╭─ EXERCISE MATERIAL

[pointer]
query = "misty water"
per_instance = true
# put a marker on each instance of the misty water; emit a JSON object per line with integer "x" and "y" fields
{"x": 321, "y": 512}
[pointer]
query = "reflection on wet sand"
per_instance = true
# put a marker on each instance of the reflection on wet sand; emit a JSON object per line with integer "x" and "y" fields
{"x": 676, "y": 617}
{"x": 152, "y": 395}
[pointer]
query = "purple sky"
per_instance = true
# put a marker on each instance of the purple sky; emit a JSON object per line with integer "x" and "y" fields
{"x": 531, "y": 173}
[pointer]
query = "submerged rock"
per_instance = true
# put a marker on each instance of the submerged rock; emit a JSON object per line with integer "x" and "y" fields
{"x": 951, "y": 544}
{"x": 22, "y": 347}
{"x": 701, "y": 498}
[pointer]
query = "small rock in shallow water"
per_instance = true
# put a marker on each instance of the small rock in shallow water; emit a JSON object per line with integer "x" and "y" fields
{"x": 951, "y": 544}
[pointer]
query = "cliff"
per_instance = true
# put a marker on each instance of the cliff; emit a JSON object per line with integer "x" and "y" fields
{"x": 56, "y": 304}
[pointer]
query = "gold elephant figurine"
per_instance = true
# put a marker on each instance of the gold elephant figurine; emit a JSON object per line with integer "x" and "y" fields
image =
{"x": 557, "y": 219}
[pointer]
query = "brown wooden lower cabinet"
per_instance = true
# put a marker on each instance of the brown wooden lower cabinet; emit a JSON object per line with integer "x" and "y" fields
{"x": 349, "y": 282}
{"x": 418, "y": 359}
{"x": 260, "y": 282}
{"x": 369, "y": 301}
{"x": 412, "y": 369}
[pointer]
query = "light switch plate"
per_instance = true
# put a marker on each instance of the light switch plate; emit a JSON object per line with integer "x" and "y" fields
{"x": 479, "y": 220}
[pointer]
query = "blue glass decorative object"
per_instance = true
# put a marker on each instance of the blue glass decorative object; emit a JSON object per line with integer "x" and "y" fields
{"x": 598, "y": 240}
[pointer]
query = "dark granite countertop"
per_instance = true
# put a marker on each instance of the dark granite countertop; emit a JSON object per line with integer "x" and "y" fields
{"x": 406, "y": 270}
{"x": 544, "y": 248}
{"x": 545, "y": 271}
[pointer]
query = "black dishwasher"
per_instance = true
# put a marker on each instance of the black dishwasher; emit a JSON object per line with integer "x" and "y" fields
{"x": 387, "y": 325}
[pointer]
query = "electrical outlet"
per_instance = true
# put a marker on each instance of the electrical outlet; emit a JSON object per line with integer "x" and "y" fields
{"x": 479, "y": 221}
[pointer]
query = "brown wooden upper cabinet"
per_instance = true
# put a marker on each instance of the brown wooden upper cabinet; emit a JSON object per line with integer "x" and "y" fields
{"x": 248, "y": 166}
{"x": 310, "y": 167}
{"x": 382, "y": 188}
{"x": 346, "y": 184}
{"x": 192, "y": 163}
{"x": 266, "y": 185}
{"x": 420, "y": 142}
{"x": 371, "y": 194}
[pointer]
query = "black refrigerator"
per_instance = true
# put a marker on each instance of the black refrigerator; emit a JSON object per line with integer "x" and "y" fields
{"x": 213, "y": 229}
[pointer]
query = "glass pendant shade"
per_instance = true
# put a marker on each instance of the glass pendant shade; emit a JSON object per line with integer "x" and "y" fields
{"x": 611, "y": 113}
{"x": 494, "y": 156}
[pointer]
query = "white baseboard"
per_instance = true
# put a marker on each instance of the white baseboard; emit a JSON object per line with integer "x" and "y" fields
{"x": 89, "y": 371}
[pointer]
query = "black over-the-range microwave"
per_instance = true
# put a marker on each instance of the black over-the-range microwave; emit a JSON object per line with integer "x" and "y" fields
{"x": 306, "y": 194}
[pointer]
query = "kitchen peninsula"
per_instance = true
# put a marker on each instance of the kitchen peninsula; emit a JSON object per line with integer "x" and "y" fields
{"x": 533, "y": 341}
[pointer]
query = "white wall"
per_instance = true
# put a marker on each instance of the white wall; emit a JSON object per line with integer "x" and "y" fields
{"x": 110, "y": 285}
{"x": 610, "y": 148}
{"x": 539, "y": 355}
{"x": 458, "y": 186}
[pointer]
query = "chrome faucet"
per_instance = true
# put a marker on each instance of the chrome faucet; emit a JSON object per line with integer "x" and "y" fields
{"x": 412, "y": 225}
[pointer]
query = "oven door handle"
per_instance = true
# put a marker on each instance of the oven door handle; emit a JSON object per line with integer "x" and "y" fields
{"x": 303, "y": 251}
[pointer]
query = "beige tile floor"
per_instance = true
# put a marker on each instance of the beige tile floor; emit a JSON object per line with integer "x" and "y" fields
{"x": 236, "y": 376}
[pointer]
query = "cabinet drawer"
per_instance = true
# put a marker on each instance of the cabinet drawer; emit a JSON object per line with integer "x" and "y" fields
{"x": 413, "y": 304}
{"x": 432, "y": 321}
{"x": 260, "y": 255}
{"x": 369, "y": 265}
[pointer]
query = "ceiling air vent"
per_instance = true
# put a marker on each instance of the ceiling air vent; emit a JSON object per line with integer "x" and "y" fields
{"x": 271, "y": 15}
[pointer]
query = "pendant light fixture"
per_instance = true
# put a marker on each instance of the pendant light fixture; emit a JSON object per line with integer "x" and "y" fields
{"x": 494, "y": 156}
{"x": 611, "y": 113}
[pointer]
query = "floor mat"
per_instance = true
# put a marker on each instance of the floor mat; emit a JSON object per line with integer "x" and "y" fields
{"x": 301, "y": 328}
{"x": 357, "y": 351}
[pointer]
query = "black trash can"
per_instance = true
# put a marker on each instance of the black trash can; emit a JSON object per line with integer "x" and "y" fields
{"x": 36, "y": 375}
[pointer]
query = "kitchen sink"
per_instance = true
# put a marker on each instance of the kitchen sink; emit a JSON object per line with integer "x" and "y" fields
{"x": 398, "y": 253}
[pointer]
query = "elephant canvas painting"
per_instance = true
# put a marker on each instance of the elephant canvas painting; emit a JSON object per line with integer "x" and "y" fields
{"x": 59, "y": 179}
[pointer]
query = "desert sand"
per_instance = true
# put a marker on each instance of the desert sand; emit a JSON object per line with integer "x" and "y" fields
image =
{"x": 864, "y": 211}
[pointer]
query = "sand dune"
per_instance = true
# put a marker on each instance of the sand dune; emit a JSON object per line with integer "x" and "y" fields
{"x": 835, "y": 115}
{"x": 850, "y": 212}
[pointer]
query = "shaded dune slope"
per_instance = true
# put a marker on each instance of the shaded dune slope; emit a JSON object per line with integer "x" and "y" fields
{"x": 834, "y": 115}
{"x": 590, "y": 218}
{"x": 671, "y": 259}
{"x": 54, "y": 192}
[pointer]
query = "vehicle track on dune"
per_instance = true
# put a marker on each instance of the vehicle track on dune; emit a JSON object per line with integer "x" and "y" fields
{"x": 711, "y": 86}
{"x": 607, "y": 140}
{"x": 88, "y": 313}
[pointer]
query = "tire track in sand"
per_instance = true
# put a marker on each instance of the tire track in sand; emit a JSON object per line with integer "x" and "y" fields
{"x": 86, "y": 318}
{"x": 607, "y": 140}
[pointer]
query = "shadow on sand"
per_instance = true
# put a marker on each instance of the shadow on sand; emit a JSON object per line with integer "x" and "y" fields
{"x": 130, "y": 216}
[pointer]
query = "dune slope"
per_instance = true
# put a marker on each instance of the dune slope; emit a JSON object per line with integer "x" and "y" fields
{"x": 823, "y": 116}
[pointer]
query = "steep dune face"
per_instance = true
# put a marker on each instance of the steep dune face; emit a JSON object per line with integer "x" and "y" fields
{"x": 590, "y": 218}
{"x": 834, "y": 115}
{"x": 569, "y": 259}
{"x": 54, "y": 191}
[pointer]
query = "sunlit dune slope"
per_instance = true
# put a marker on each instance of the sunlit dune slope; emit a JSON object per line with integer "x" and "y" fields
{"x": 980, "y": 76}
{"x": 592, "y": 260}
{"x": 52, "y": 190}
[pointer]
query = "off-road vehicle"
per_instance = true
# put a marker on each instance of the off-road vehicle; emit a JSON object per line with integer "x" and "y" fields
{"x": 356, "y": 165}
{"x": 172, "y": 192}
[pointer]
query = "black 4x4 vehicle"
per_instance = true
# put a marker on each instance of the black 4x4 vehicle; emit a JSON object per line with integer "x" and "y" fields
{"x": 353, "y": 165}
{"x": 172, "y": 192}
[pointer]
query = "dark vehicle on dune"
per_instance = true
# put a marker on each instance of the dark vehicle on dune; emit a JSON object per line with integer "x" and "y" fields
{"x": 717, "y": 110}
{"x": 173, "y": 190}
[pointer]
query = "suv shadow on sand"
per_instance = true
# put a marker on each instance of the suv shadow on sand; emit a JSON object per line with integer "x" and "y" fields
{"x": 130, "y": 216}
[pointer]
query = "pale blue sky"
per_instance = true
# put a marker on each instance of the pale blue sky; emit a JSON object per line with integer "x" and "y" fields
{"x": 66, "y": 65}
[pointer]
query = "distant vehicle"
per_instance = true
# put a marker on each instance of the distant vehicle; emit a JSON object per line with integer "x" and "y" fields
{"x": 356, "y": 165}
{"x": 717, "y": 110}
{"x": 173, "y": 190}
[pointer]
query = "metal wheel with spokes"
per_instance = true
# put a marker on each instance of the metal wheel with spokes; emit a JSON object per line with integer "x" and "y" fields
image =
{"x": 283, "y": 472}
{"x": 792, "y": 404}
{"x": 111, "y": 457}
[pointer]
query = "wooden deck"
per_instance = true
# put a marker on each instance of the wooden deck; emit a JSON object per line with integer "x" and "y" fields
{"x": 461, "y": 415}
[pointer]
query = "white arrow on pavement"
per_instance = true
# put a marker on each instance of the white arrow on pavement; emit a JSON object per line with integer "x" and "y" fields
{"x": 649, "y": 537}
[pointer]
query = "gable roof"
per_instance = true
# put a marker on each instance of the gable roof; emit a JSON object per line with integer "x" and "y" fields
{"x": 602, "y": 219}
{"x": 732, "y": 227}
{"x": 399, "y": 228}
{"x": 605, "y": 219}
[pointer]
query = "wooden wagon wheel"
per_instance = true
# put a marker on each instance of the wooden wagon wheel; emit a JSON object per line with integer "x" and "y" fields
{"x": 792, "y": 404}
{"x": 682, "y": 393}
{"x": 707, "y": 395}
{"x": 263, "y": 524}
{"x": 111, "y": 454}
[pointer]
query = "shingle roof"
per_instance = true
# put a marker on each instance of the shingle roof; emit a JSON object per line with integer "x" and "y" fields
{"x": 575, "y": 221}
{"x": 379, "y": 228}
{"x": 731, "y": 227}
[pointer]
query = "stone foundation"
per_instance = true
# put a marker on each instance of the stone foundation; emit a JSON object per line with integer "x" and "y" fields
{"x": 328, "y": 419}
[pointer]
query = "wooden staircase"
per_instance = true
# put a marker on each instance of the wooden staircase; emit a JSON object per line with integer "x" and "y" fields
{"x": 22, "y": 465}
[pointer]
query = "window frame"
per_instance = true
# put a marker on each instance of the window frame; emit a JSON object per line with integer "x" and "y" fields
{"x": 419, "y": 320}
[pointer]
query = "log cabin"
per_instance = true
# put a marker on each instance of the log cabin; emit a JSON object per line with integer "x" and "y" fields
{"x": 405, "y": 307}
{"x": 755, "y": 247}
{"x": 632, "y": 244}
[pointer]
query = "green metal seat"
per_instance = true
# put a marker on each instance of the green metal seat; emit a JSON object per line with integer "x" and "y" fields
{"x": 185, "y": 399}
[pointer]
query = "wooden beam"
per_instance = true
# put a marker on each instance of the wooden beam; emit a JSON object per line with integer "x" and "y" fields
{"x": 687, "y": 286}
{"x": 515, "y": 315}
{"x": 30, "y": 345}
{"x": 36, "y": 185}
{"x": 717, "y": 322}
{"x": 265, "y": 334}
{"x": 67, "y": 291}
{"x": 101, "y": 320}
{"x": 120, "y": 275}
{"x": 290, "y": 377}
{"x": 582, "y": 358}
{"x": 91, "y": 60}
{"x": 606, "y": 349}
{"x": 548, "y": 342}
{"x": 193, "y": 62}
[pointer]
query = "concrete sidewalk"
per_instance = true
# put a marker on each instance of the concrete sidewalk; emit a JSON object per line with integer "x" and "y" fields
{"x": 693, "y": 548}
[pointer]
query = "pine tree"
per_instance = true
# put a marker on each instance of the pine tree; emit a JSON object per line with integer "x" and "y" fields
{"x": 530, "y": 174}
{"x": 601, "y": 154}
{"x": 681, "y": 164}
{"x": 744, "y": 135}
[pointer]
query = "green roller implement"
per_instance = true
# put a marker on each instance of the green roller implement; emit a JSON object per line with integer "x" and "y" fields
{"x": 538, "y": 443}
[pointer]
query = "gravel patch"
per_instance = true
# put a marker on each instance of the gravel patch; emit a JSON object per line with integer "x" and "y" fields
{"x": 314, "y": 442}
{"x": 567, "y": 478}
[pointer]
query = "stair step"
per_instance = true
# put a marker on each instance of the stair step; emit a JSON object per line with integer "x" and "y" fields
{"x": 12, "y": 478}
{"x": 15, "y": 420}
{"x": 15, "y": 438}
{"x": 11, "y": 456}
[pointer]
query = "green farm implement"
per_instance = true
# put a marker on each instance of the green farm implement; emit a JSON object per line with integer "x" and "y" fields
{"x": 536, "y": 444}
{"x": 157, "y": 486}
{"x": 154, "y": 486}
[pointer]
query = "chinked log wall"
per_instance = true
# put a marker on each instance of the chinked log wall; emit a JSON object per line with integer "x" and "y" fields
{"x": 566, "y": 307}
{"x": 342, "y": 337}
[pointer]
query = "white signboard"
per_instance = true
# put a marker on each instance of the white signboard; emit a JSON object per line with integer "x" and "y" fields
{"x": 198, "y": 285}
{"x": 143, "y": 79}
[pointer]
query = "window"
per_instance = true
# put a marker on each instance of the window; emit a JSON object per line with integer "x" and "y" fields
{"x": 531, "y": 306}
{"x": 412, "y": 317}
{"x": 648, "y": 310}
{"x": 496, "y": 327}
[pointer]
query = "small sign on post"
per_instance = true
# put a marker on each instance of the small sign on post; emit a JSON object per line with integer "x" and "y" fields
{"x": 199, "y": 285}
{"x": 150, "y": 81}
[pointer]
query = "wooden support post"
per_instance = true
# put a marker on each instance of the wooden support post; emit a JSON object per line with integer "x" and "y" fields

╰─

Pull out each line of the data above that contains the string "chrome".

query = "chrome faucet"
# put a marker on each instance of the chrome faucet; emit a JSON object per line with integer "x" and "y" fields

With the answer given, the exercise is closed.